Exercise directions:
Count the lines in the listing below that contain the word "lamp", and reply with only that number.

Data listing:
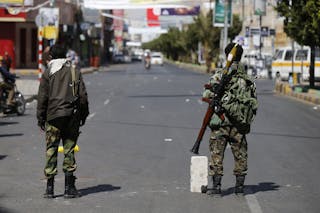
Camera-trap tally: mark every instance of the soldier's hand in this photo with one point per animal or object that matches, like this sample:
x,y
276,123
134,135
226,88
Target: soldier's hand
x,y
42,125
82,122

* * *

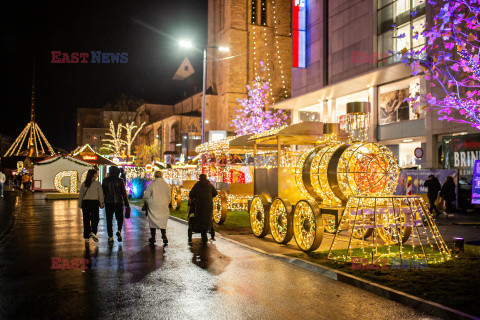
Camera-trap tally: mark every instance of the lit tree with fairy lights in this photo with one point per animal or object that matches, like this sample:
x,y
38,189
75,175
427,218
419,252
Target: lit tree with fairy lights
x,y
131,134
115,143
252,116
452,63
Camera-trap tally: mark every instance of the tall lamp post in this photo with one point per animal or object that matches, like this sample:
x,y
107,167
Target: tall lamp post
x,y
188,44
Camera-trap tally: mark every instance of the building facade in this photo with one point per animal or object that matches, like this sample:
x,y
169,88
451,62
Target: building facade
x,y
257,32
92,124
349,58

Solution below:
2